**Given records:**
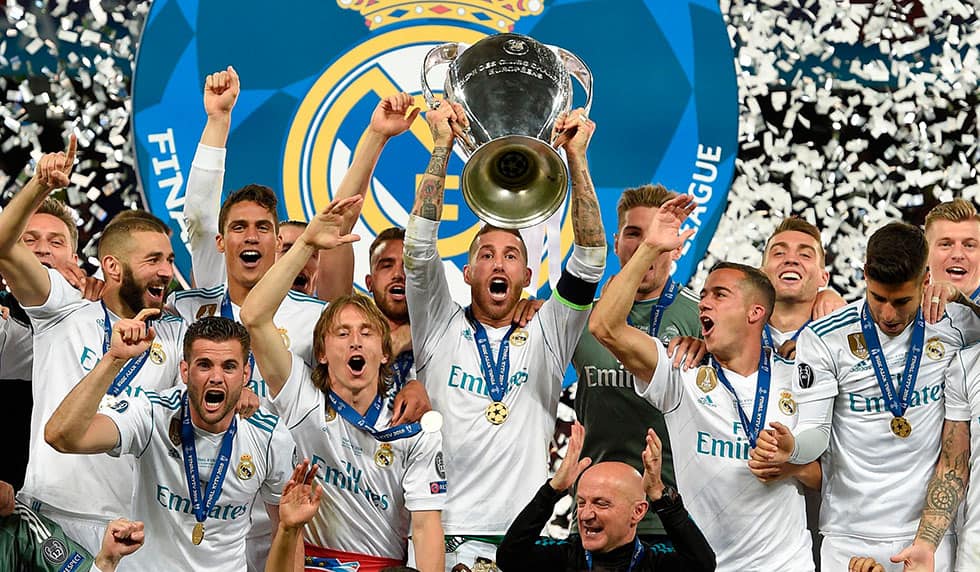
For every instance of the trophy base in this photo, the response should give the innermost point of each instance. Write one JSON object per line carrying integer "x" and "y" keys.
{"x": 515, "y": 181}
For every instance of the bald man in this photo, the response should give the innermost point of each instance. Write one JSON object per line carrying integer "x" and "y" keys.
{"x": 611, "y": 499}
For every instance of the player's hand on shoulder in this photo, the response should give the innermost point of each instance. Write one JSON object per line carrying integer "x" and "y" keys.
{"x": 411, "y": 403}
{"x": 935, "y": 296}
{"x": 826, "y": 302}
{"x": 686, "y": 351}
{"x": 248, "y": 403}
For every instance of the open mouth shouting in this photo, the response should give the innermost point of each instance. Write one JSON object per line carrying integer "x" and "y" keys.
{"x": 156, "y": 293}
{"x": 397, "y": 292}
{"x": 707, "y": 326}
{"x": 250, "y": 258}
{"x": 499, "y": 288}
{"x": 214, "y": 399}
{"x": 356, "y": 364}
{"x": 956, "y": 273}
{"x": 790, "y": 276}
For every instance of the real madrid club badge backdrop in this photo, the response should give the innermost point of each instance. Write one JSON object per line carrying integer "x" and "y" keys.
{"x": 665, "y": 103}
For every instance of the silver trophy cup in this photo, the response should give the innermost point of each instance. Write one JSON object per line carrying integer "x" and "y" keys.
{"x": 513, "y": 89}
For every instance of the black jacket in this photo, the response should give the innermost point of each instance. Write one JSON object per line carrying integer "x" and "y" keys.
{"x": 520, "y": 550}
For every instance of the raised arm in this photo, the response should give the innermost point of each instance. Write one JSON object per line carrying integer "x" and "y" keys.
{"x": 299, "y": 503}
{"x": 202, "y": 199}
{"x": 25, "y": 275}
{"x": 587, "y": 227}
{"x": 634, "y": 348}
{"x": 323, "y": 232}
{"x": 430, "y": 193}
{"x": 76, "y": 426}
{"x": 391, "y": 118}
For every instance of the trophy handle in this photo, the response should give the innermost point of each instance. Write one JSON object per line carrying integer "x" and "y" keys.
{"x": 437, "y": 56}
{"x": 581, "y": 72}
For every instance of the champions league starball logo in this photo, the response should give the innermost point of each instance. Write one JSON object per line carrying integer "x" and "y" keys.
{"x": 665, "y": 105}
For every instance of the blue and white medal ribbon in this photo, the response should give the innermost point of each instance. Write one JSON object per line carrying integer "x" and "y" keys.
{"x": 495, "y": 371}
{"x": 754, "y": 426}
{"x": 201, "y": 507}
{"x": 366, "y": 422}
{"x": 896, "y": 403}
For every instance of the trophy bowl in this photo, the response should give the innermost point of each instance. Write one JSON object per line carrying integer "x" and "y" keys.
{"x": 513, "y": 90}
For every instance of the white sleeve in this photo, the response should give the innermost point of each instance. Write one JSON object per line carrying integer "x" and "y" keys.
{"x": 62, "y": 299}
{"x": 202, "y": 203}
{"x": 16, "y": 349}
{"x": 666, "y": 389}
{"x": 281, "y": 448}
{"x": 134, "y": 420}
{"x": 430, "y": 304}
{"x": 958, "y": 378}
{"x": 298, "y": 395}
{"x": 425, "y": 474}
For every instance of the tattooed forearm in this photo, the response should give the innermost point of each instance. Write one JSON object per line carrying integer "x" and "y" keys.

**Exercise brief:** Copy out all the entries exactly. Images stay out of the copy.

**Task answer:**
For every instance of the trophy base in this photo, the response should give the innermost point of each instance. Write one JSON object per line carrying integer "x" and "y" keys.
{"x": 515, "y": 181}
For every instance of the bald man in this photo, the response should give the innermost point of each instance. Write one JSON object per line carrying integer "x" and "y" keys.
{"x": 611, "y": 499}
For every instance of the player's hand on shoulder in this photo, the response should give the innermost point of each instance. Write one JSON object per line carrying integer "x" and "y" keys.
{"x": 411, "y": 403}
{"x": 935, "y": 296}
{"x": 826, "y": 302}
{"x": 686, "y": 351}
{"x": 248, "y": 403}
For every instance of the open mouth shouting in this photo, the response should give the innermost point of each instance. Write one JSON object per line carrying integer "x" and "y" keys.
{"x": 156, "y": 293}
{"x": 397, "y": 292}
{"x": 707, "y": 326}
{"x": 250, "y": 258}
{"x": 499, "y": 288}
{"x": 214, "y": 399}
{"x": 356, "y": 364}
{"x": 956, "y": 273}
{"x": 790, "y": 276}
For every instance of the real madrid club badge backdrop in this photo, the response should give the innermost point of each instance. Write one JSON object per line carrying integer "x" and "y" keys.
{"x": 665, "y": 103}
For every instance of the silver trophy cup in this photo, the response should give the innermost point of each instance. Write one JSON object per line carrying integer "x" and "y" keys.
{"x": 513, "y": 89}
For every instance of the black jacket in this photo, the response should give the innermost point of each instance. Write one JSON object per line carrying integer "x" and "y" keys.
{"x": 520, "y": 550}
For every instance of the raised arm in this photo, the response should give the innermost point of each instance. Write one JSON object per line carrying integer "x" and "y" keys.
{"x": 299, "y": 503}
{"x": 202, "y": 199}
{"x": 25, "y": 275}
{"x": 587, "y": 227}
{"x": 634, "y": 348}
{"x": 323, "y": 232}
{"x": 430, "y": 193}
{"x": 76, "y": 426}
{"x": 391, "y": 118}
For every instance of the trophy handle in this photo, the response should give the innermost point of each instance. Write one JSON object per line carrying integer "x" and "y" keys.
{"x": 437, "y": 56}
{"x": 581, "y": 72}
For every instance of the champions league starball logo in this photo, the response should give the innermost point of each instance. Write one JSON object per line carrying integer "x" and "y" keys.
{"x": 665, "y": 105}
For every instance of the blue and white medal ribbon in this photo, the response should give the innermost point of each instance. Write one JSON object per line carrying integer "x" and "y" keys.
{"x": 495, "y": 371}
{"x": 754, "y": 426}
{"x": 201, "y": 507}
{"x": 366, "y": 422}
{"x": 896, "y": 403}
For every instance of the trophy bowl in this photo, the response should give the innermost point of each instance. Write one JSON object per line carrying integer "x" and "y" keys.
{"x": 513, "y": 90}
For every instance of the white sleeve in this photo, the response should give the innermost point of each instance. Write one JSON object per line carrying integer "x" and "y" keys.
{"x": 62, "y": 299}
{"x": 202, "y": 203}
{"x": 16, "y": 349}
{"x": 666, "y": 389}
{"x": 281, "y": 448}
{"x": 134, "y": 420}
{"x": 430, "y": 304}
{"x": 958, "y": 378}
{"x": 298, "y": 395}
{"x": 425, "y": 474}
For every instance of the tattooed forearm in this photo, the response should give the innermost point of each instance. Write one JSON object per line carrying integer "x" and "y" keys.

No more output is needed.